*Data supplied*:
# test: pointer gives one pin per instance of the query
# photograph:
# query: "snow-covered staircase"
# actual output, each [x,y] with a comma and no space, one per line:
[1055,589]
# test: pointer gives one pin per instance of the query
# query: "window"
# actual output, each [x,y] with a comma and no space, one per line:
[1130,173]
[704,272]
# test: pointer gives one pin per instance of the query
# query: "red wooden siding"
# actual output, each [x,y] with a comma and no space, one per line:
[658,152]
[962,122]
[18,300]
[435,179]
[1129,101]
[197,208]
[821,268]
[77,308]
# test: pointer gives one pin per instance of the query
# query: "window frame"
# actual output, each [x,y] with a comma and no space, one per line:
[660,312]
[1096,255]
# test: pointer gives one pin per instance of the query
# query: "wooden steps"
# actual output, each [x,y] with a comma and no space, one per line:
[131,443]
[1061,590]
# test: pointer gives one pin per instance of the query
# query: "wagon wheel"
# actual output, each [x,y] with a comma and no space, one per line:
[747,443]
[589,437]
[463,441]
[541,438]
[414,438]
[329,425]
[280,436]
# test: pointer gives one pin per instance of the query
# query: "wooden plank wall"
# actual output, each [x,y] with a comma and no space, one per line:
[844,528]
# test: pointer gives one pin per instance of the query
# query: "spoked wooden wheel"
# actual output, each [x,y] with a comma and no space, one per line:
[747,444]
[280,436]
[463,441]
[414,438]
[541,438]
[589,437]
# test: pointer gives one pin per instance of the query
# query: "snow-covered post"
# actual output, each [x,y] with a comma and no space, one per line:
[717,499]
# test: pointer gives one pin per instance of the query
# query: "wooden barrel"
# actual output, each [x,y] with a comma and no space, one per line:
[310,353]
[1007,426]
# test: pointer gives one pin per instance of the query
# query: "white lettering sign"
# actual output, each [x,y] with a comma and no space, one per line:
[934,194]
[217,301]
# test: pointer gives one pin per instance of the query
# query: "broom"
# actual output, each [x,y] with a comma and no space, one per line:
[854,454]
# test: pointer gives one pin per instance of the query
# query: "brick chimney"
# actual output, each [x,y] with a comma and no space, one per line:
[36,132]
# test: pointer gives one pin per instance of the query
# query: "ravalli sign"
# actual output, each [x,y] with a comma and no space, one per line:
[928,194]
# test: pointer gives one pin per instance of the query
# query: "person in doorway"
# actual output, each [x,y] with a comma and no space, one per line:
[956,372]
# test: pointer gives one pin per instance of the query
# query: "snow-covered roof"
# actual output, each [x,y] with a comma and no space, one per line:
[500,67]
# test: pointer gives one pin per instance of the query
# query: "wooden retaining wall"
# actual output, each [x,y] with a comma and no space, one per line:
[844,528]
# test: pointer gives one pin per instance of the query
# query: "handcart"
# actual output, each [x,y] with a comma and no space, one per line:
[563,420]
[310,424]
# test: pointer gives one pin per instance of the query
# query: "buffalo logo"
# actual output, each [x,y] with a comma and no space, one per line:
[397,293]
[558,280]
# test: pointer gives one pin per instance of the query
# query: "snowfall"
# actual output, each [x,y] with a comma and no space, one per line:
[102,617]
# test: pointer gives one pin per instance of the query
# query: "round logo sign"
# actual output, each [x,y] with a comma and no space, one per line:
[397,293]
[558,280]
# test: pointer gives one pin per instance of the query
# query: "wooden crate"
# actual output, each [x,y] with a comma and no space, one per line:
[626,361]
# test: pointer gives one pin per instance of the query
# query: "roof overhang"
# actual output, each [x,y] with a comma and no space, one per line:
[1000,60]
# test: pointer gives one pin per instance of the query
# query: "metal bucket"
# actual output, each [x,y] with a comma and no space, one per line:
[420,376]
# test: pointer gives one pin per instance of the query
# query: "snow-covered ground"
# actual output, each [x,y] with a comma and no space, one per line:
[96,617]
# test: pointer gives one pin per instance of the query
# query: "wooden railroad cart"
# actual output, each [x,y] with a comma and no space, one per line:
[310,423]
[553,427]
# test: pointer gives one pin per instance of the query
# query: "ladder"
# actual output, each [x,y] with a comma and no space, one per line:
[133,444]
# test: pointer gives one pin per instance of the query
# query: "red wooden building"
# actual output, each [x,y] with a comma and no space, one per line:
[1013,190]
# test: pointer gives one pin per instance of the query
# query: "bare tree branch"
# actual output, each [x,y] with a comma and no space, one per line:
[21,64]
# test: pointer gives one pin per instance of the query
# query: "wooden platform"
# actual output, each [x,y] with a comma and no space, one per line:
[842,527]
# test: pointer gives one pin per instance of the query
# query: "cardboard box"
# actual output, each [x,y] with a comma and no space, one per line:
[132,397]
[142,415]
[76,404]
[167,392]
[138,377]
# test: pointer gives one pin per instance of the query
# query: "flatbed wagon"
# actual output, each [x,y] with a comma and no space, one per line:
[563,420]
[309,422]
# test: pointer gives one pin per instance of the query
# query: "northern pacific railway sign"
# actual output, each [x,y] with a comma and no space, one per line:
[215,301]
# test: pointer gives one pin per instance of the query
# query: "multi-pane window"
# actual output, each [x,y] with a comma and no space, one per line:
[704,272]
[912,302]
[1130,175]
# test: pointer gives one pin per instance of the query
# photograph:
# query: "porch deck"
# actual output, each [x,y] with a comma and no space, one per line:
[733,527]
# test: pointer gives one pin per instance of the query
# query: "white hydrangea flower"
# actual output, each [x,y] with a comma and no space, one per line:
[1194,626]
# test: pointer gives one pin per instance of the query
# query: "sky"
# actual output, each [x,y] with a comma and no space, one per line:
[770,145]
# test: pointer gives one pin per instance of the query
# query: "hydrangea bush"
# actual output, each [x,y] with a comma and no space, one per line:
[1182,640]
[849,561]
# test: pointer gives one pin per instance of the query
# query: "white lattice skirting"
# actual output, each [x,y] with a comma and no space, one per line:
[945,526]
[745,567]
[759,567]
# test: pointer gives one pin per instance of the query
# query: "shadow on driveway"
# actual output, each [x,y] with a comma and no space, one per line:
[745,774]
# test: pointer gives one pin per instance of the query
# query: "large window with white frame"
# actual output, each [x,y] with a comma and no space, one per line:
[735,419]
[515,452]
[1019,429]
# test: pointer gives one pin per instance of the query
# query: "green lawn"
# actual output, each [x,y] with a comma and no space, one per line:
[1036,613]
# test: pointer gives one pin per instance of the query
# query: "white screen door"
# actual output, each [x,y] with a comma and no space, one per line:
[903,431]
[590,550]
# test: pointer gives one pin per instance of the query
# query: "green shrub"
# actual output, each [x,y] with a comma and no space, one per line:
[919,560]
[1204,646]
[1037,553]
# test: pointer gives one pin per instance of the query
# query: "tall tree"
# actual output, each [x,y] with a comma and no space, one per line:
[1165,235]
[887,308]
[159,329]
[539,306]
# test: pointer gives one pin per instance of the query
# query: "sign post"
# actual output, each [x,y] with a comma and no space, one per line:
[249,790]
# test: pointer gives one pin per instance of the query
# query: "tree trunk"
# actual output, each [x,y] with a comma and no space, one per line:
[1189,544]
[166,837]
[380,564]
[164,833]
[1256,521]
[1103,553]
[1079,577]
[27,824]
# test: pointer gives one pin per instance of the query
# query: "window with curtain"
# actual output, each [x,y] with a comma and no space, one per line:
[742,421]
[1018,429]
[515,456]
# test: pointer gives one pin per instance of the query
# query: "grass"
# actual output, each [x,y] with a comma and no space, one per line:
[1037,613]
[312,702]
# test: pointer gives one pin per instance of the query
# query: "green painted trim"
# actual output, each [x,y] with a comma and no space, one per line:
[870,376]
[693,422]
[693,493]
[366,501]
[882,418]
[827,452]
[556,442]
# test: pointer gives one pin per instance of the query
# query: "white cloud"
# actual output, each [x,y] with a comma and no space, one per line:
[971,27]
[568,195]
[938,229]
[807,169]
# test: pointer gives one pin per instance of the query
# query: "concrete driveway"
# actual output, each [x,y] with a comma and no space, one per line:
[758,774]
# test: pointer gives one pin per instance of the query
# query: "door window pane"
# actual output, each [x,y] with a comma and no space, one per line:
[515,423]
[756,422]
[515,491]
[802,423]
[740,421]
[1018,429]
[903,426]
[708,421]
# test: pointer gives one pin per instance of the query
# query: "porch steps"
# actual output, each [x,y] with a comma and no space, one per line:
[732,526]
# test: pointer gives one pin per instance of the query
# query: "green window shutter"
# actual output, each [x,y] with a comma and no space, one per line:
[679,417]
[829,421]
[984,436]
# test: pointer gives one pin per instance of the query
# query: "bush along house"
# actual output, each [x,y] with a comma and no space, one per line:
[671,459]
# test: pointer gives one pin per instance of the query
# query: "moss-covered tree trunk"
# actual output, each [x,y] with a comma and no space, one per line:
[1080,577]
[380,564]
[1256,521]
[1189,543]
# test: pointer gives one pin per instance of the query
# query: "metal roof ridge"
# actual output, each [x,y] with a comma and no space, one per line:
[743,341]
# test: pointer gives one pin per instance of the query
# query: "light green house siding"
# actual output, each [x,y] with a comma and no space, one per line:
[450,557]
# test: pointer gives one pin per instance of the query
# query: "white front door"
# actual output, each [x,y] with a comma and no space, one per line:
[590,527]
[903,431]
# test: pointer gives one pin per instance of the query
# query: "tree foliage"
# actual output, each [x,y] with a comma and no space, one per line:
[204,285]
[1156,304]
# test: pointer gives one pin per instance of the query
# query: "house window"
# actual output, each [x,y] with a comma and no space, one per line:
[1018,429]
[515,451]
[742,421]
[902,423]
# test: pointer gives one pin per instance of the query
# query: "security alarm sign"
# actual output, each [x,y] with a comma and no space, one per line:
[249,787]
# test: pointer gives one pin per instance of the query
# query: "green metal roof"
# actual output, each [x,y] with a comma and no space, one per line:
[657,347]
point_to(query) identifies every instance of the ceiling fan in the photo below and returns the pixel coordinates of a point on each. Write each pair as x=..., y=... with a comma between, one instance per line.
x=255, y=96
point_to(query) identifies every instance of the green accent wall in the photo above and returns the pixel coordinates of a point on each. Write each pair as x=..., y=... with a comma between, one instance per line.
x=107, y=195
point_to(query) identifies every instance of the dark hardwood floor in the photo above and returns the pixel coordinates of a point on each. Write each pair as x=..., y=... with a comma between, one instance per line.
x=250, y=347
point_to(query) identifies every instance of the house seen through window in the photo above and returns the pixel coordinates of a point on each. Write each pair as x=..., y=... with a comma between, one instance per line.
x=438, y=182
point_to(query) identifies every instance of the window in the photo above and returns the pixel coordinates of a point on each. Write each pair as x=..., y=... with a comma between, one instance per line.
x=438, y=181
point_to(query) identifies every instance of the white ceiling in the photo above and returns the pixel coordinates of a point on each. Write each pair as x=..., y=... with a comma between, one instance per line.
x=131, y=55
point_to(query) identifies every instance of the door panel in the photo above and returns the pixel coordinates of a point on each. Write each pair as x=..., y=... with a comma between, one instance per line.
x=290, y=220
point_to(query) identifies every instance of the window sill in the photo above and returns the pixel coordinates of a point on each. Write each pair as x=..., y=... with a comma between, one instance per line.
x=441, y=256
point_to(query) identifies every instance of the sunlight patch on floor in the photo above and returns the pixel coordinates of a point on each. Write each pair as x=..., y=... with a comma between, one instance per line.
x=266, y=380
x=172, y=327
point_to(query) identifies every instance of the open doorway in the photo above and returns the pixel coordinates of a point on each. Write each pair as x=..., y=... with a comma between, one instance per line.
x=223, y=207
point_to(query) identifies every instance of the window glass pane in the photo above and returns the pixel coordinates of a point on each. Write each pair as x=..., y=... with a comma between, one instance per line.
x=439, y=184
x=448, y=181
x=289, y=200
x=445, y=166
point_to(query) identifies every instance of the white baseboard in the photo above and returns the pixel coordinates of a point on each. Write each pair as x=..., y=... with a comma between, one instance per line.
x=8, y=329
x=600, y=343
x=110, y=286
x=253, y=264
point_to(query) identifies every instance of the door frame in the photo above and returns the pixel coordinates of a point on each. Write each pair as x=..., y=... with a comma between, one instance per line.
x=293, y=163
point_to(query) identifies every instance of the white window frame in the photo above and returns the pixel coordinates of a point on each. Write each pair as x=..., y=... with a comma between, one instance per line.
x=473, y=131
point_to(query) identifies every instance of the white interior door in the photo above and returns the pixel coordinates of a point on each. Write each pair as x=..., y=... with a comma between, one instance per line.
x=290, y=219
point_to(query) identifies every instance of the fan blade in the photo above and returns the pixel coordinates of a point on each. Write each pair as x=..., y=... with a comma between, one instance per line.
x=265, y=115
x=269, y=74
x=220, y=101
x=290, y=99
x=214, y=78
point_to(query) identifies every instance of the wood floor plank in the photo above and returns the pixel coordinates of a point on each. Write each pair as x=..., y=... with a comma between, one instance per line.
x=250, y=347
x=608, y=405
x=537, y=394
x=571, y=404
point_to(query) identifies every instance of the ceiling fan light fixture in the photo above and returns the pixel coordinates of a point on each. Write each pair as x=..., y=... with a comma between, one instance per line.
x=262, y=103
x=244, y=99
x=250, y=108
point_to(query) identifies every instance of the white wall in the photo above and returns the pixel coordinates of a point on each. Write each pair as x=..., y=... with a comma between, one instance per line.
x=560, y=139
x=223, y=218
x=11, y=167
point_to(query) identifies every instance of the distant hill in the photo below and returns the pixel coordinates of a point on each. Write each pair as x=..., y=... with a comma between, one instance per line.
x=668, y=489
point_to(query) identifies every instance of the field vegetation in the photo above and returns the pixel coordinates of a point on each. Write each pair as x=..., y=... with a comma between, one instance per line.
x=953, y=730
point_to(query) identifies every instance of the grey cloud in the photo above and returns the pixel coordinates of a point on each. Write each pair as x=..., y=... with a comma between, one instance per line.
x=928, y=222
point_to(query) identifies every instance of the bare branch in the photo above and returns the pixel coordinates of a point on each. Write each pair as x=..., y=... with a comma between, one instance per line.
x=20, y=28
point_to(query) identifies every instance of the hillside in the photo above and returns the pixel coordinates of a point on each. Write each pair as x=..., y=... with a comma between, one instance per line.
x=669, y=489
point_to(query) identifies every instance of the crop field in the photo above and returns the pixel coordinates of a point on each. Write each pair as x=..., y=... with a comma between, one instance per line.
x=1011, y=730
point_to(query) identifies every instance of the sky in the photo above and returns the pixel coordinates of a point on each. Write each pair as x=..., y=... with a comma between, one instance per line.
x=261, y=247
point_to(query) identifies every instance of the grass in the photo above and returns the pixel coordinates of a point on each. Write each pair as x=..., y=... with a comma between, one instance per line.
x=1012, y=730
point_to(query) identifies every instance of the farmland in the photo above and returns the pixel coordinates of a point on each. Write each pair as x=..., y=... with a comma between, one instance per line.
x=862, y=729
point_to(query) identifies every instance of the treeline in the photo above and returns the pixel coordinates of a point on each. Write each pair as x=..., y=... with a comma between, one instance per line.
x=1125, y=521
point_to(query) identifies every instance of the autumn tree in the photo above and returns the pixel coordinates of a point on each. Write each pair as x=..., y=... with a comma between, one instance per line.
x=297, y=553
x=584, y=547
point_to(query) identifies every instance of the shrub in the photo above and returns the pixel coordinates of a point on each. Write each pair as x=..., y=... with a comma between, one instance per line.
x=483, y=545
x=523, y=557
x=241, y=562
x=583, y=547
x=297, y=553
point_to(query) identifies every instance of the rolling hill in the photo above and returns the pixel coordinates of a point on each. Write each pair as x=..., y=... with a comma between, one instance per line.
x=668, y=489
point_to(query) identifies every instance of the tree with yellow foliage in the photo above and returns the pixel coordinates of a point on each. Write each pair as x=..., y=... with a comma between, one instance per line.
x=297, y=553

*What is expected*: Retype exactly, please, each line from the line that contains "point_to(query) identifies every instance of the grass" through the last line of the entries above, with nothing added.

*Answer below*:
point_to(query) identifies every instance of the grass in the photo above and returns the pixel coordinates of a point on each. Write each pair as x=..., y=... with a comma between, one instance per line.
x=1012, y=730
point_to(query) identifies every instance of the farmland in the photo above and returns the pixel coordinates of a point on each. Write each pair as x=..., y=... with a comma between, one instance per line.
x=862, y=729
point_to(query) identifies every instance of the treeline in the photo above and returns the pixel coordinates of a point on each. Write each pair as x=..., y=... with a comma between, one instance per line.
x=1125, y=521
point_to(query) identifies every instance of the autumn tree in the photo above and returns the pixel coordinates of a point on each. Write each pair as x=..., y=... with a comma between, one instance per line.
x=297, y=553
x=584, y=547
point_to(query) identifies every instance of the shrub in the photo above and returns the pixel coordinates of a point on each. Write each pair as x=..., y=... with a comma between, one instance per line.
x=483, y=545
x=523, y=557
x=241, y=562
x=583, y=547
x=297, y=553
point_to(query) identifies every instance of the rolling hill in the photo above and returns the pixel coordinates of a point on each. Write each pair as x=..., y=... with a comma between, one instance per line.
x=668, y=489
point_to(query) identifies every instance of the tree with yellow foliage in the photo above and returns the pixel coordinates of a point on each. Write each pair as x=..., y=... with a comma between, one instance per line.
x=297, y=553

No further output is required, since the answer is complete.